Your instructions: Determine the number of lines in the data below that contain the string "tree", and respond with that number alone.

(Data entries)

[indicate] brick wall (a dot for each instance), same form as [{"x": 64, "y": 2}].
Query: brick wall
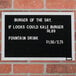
[{"x": 37, "y": 68}]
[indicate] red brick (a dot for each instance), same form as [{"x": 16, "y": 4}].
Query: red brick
[
  {"x": 0, "y": 46},
  {"x": 5, "y": 68},
  {"x": 61, "y": 68},
  {"x": 5, "y": 4},
  {"x": 60, "y": 4},
  {"x": 28, "y": 4},
  {"x": 68, "y": 75},
  {"x": 28, "y": 68},
  {"x": 0, "y": 25}
]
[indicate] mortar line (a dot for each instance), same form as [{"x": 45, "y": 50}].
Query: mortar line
[
  {"x": 40, "y": 74},
  {"x": 37, "y": 62},
  {"x": 40, "y": 9}
]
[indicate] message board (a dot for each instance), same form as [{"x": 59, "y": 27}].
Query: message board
[{"x": 38, "y": 36}]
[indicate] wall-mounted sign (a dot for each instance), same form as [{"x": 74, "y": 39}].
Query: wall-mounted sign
[{"x": 38, "y": 36}]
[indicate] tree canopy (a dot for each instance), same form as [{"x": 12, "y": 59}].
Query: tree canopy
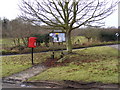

The answer: 2